Dataset rows

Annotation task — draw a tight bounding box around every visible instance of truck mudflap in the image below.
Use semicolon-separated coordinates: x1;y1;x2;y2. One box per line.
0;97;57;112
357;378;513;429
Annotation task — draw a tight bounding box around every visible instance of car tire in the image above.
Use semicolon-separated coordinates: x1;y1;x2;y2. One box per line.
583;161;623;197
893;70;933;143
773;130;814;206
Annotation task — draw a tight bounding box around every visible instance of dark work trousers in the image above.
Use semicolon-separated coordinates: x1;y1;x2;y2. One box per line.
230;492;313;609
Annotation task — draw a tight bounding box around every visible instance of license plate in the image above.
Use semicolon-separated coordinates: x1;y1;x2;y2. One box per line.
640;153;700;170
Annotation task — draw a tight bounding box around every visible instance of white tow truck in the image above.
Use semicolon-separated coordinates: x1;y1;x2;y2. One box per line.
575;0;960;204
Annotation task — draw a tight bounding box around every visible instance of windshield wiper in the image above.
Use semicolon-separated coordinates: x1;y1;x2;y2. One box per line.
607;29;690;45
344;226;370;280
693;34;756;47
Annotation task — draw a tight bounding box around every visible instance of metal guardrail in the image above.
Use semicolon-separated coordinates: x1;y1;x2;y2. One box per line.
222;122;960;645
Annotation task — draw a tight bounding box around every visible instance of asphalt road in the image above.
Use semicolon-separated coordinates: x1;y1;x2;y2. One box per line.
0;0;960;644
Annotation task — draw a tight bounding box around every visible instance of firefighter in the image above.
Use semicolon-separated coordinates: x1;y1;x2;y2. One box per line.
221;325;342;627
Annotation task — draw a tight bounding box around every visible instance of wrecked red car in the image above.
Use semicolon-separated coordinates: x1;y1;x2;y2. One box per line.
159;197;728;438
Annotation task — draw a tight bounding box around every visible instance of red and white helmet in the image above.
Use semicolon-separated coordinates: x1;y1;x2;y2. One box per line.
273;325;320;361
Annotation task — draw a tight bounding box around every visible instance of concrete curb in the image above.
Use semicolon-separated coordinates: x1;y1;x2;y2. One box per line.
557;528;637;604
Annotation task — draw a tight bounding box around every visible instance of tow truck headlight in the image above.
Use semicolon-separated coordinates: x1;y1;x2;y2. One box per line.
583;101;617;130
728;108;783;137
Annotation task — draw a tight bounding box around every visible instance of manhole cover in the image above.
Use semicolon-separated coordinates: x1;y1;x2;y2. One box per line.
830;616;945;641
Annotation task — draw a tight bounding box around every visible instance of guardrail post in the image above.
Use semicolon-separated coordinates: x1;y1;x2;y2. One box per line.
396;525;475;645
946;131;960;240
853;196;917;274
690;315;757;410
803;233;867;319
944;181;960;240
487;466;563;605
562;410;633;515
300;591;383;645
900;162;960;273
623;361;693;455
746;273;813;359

Directions for this task:
Please render every line of the entries above as a Markdown table with two columns, Row and Line, numbering the rows in order and leaving out blank lines.

Solution for this exercise:
| Row | Line |
|---|---|
| 1 | Annotation task — draw a tight bounding box around every visible instance of truck mudflap in the image below. |
| 2 | Use semicolon-separated coordinates: x1;y1;x2;y2. One box per line. |
| 3 | 0;97;57;112 |
| 4 | 357;378;513;429 |
| 5 | Annotation task — draw a tight bounding box around every visible instance of car tire in the image above. |
| 6 | Use semicolon-separated coordinates: x1;y1;x2;y2. One box per line. |
| 7 | 583;161;623;197 |
| 8 | 893;70;933;143 |
| 9 | 773;130;814;206 |
| 10 | Annotation task — draw a tight bounding box around every visible instance of dark work trousers in the image above. |
| 11 | Use semicolon-separated coordinates: x1;y1;x2;y2. One box per line. |
| 12 | 230;492;313;609 |
| 13 | Annotation task — draw a tight bounding box around every visible instance of license plate in the image above. |
| 14 | Use semicolon-separated coordinates: x1;y1;x2;y2. One box per line. |
| 15 | 640;153;700;170 |
| 16 | Annotation task — draw a tight bounding box around every visible instance of white tow truck in the image above. |
| 17 | Use semicolon-separated coordinates: x1;y1;x2;y2. One box per line. |
| 18 | 575;0;960;204 |
| 19 | Annotation task — draw a tight bounding box around every visible instance of windshield wiper in the image above. |
| 20 | Use semicolon-separated coordinates: x1;y1;x2;y2. One box per line. |
| 21 | 607;29;690;45 |
| 22 | 344;226;370;280 |
| 23 | 693;34;756;47 |
| 24 | Annotation task — draw a tight bounding box around every visible instance of metal guardrail in the image above. |
| 25 | Use semicolon-separated coordinates: x1;y1;x2;y2. One box per line. |
| 26 | 222;122;960;645 |
| 27 | Annotation task — draw a tight bounding box around every visible instance of asphalt road in the image above. |
| 28 | Use semicolon-separated coordinates: x1;y1;x2;y2. One box per line. |
| 29 | 0;0;960;644 |
| 30 | Annotation task — draw a tight bounding box around every visible instance of firefighter in the image above. |
| 31 | Use semicolon-separated coordinates: x1;y1;x2;y2. One box per line. |
| 32 | 221;325;342;627 |
| 33 | Annotation task — draw a tight bounding box around every visible instance of wrecked red car in the image above. |
| 34 | Use semicolon-separated coordinates: x1;y1;x2;y2. One box per line. |
| 35 | 159;197;728;438 |
| 36 | Annotation task — draw a tight bounding box around every visible instance of red and white helmet in the image above. |
| 37 | Use semicolon-separated coordinates: x1;y1;x2;y2. One box per line. |
| 38 | 273;325;320;361 |
| 39 | Annotation task — draw a tight bounding box around every visible instance of concrete curb in the image above. |
| 40 | Use semicolon-separated coordinates: x1;y1;x2;y2. One box per line. |
| 41 | 557;528;637;604 |
| 42 | Annotation task — draw a tight bounding box around every visible instance of tow truck headlight in the image above. |
| 43 | Use semicolon-separated coordinates: x1;y1;x2;y2. One box per line. |
| 44 | 583;101;617;130 |
| 45 | 728;108;783;137 |
| 46 | Annotation task — draw a tight bounding box around every visible instance of manhole cover in the image above. |
| 47 | Use semicolon-separated coordinates: x1;y1;x2;y2. One box per line. |
| 48 | 830;616;945;641 |
| 49 | Annotation task — draw a tight bounding box around every visible instance of guardrail post in the image above. |
| 50 | Use semicolon-separated coordinates: x1;y1;x2;y2. One box per line. |
| 51 | 396;525;475;645 |
| 52 | 946;131;960;240 |
| 53 | 853;196;917;274 |
| 54 | 690;315;757;410 |
| 55 | 803;233;867;319 |
| 56 | 944;181;960;240 |
| 57 | 487;466;563;605 |
| 58 | 562;410;633;515 |
| 59 | 300;591;383;645 |
| 60 | 900;162;960;273 |
| 61 | 623;361;693;455 |
| 62 | 746;273;813;359 |